-- begin DATA FOR THE TASK --

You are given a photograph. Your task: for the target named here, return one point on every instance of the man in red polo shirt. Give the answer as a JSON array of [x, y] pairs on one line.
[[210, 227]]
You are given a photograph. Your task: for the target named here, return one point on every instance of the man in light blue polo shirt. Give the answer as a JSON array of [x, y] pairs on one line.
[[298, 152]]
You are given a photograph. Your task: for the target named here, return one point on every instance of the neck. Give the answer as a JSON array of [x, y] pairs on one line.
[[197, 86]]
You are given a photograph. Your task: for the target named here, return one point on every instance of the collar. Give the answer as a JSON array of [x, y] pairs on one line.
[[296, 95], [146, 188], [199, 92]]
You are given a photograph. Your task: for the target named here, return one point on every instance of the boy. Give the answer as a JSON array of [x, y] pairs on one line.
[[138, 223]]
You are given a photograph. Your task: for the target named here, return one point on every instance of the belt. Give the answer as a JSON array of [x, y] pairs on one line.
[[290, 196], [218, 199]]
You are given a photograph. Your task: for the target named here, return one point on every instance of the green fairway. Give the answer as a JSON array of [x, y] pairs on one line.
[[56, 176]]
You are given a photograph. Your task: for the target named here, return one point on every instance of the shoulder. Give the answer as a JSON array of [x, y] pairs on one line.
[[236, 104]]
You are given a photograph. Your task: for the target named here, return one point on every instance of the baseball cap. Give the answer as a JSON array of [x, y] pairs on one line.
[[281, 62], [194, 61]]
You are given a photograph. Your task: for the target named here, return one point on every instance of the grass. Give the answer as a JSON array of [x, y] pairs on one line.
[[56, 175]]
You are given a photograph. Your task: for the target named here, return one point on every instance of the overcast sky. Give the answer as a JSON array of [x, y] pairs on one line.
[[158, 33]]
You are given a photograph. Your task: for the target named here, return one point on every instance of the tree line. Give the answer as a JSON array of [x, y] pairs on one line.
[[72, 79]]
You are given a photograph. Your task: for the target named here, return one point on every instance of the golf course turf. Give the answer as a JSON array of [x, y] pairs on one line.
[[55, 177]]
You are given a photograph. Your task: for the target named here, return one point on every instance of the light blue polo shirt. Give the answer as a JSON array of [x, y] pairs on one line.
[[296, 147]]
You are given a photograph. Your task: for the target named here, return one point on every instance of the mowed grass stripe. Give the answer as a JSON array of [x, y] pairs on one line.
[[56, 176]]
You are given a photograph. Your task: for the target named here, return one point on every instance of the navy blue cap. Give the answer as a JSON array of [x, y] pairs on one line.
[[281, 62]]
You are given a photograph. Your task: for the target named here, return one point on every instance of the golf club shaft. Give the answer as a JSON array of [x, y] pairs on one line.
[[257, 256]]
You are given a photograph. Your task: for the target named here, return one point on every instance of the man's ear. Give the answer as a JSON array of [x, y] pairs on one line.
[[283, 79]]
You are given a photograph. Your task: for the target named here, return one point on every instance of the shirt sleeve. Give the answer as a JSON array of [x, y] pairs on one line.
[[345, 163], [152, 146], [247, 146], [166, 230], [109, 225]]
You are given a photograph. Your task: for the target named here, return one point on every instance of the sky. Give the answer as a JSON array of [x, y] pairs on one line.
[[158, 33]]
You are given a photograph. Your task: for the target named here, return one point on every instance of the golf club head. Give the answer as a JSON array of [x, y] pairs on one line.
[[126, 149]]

-- end DATA FOR THE TASK --

### DIRECTION
Repeat word for word the lines of the entries from the line containing "of the green" through the line containing "[[236, 104]]".

### IN RESPONSE
You are given a photograph. Your task: for the target named here, return one point on every instance of the green fairway. Give the answer as a JSON array of [x, y] pairs on one line.
[[56, 176]]
You are given a photograph. Your task: for the target named here, return one point on every instance of the shoulder. Give the answer as a JSON array of [x, y] pairs on one line.
[[236, 104]]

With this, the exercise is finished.